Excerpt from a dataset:

☆ ☆ ☆ ☆ ☆ ☆ ☆

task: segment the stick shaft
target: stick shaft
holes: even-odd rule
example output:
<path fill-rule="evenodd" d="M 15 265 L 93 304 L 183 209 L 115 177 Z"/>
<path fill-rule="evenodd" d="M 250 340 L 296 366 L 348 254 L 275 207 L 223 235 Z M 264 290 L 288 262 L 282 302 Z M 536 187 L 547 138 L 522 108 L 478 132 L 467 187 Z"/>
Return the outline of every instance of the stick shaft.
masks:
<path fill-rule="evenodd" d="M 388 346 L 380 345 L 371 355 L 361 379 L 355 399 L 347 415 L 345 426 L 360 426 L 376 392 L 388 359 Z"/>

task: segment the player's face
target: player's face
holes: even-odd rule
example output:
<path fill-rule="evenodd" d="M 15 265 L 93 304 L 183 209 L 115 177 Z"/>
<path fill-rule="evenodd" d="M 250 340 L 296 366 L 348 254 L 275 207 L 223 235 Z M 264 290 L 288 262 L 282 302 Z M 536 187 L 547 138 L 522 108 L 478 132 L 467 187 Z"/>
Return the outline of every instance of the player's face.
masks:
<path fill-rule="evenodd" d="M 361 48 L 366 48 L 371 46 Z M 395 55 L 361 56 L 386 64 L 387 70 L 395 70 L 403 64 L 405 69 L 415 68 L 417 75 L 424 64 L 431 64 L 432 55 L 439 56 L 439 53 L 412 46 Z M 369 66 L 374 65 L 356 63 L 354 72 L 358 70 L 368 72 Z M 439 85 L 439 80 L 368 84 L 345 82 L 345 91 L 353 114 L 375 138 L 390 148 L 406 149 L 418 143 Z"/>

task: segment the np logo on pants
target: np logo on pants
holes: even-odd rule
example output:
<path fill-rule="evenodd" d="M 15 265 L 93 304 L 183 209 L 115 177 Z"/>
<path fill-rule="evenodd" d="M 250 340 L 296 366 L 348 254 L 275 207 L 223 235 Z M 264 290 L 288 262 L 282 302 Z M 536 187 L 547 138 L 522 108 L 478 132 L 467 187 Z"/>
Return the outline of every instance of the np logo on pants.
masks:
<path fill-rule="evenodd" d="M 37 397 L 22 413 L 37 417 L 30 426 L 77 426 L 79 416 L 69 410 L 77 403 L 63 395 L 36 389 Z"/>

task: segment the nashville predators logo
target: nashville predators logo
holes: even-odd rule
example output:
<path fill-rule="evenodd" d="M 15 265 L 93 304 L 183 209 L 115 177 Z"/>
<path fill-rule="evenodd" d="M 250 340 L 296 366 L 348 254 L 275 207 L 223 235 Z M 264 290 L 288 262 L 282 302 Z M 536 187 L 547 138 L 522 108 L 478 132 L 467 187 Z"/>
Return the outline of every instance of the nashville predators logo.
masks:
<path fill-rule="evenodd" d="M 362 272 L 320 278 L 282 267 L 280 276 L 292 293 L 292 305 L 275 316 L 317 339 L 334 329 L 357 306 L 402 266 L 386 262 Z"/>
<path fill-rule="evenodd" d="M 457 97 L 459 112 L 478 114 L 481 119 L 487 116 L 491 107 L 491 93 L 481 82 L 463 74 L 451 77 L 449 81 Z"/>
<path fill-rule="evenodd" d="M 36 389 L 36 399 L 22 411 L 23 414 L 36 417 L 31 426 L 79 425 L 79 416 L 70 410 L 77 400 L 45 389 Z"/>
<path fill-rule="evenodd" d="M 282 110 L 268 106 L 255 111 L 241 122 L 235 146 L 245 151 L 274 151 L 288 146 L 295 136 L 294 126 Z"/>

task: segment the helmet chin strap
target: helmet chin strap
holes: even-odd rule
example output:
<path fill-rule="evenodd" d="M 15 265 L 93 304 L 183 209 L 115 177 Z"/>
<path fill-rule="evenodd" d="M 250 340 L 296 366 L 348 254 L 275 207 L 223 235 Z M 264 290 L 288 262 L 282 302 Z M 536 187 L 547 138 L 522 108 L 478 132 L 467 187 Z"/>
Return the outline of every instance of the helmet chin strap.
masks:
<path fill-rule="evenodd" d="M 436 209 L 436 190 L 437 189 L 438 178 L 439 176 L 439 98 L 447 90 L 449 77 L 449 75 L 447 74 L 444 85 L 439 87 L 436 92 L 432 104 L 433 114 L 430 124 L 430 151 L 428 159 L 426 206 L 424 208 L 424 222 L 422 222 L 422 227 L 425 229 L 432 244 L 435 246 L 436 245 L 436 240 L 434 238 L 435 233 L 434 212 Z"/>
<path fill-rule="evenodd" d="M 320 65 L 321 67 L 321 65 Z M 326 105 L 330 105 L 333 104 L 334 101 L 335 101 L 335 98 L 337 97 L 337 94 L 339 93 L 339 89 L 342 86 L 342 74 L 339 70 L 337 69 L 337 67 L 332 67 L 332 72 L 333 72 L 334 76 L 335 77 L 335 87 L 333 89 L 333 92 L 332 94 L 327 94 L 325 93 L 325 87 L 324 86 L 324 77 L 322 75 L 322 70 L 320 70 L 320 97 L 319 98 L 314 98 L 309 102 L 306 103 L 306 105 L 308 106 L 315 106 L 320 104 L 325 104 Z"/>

☆ ☆ ☆ ☆ ☆ ☆ ☆

Restate every entry word for word.

task: segment the stick shaft
target: stick shaft
holes: even-odd rule
example output:
<path fill-rule="evenodd" d="M 15 265 L 93 304 L 183 209 L 115 177 Z"/>
<path fill-rule="evenodd" d="M 250 340 L 296 366 L 348 254 L 275 207 L 223 235 Z M 264 290 L 288 262 L 282 302 Z M 536 187 L 547 138 L 522 108 L 478 132 L 467 187 Z"/>
Return the outline of every instance of the stick shaft.
masks:
<path fill-rule="evenodd" d="M 388 346 L 380 345 L 371 355 L 361 379 L 355 399 L 347 415 L 345 426 L 360 426 L 376 392 L 388 359 Z"/>

task: segment the player's face
target: player's face
holes: even-odd rule
example output:
<path fill-rule="evenodd" d="M 15 265 L 93 304 L 183 209 L 115 177 Z"/>
<path fill-rule="evenodd" d="M 250 340 L 296 366 L 348 254 L 275 207 L 223 235 Z M 264 290 L 288 262 L 282 302 Z M 536 187 L 547 138 L 522 108 L 478 132 L 467 187 Z"/>
Return the outline of every instance of the player's face.
masks:
<path fill-rule="evenodd" d="M 361 48 L 366 48 L 371 46 Z M 395 55 L 361 56 L 386 64 L 387 70 L 395 70 L 403 64 L 405 69 L 415 68 L 417 75 L 424 64 L 431 64 L 432 55 L 439 56 L 439 53 L 412 46 Z M 369 66 L 374 65 L 356 63 L 354 72 L 358 70 L 368 72 Z M 439 85 L 439 80 L 368 84 L 345 82 L 345 91 L 353 114 L 375 138 L 390 148 L 406 149 L 418 143 Z"/>

task: segment the np logo on pants
target: np logo on pants
holes: even-odd rule
example output:
<path fill-rule="evenodd" d="M 15 265 L 93 304 L 183 209 L 115 177 Z"/>
<path fill-rule="evenodd" d="M 250 340 L 296 366 L 348 254 L 275 207 L 223 235 Z M 264 290 L 288 262 L 282 302 Z M 536 187 L 547 138 L 522 108 L 478 132 L 467 187 Z"/>
Return the outline of every instance of the np logo on pants.
masks:
<path fill-rule="evenodd" d="M 37 397 L 22 413 L 37 417 L 30 426 L 77 426 L 79 416 L 69 410 L 77 403 L 63 395 L 36 389 Z"/>

task: segment the nashville predators logo
target: nashville predators logo
holes: even-odd rule
example output:
<path fill-rule="evenodd" d="M 15 265 L 93 304 L 183 209 L 115 177 Z"/>
<path fill-rule="evenodd" d="M 250 340 L 296 366 L 348 254 L 275 207 L 223 235 Z M 264 290 L 288 262 L 282 302 Z M 536 187 L 547 138 L 522 108 L 478 132 L 467 187 Z"/>
Return the outline of every instance of the nashville predators logo.
masks:
<path fill-rule="evenodd" d="M 362 272 L 320 278 L 282 267 L 280 276 L 292 293 L 292 305 L 275 316 L 317 339 L 334 329 L 357 306 L 402 266 L 386 262 Z"/>
<path fill-rule="evenodd" d="M 457 97 L 459 112 L 478 114 L 481 119 L 487 116 L 491 107 L 491 93 L 481 82 L 463 74 L 451 77 L 449 81 Z"/>
<path fill-rule="evenodd" d="M 36 389 L 36 399 L 22 411 L 23 414 L 36 417 L 31 426 L 79 425 L 79 416 L 70 410 L 77 400 L 45 389 Z"/>
<path fill-rule="evenodd" d="M 282 110 L 268 106 L 255 111 L 241 122 L 235 146 L 245 151 L 274 151 L 288 146 L 295 136 L 294 126 Z"/>

task: segment the helmet chin strap
target: helmet chin strap
holes: even-odd rule
example output:
<path fill-rule="evenodd" d="M 15 265 L 93 304 L 183 209 L 115 177 Z"/>
<path fill-rule="evenodd" d="M 250 340 L 296 366 L 348 254 L 275 207 L 223 235 Z M 264 290 L 288 262 L 282 302 Z M 536 187 L 547 138 L 522 108 L 478 132 L 467 187 Z"/>
Return the outline of every instance of the helmet chin strap.
masks:
<path fill-rule="evenodd" d="M 436 209 L 436 190 L 437 189 L 438 178 L 439 176 L 439 98 L 447 90 L 449 77 L 449 75 L 447 74 L 444 85 L 439 87 L 436 92 L 432 104 L 433 114 L 430 124 L 430 151 L 428 159 L 426 206 L 424 208 L 424 222 L 422 222 L 422 227 L 425 229 L 432 244 L 435 246 L 436 245 L 436 240 L 434 238 L 435 233 L 434 212 Z"/>
<path fill-rule="evenodd" d="M 320 65 L 321 67 L 321 65 Z M 326 105 L 330 105 L 333 104 L 334 101 L 335 101 L 335 98 L 337 97 L 337 94 L 339 93 L 339 89 L 342 86 L 342 74 L 339 70 L 337 69 L 337 67 L 332 67 L 332 72 L 333 72 L 334 76 L 335 77 L 335 87 L 333 89 L 333 92 L 332 94 L 327 94 L 325 93 L 325 87 L 324 86 L 324 77 L 322 75 L 322 70 L 320 70 L 320 97 L 319 98 L 314 98 L 309 102 L 306 103 L 306 105 L 308 106 L 315 106 L 320 104 L 325 104 Z"/>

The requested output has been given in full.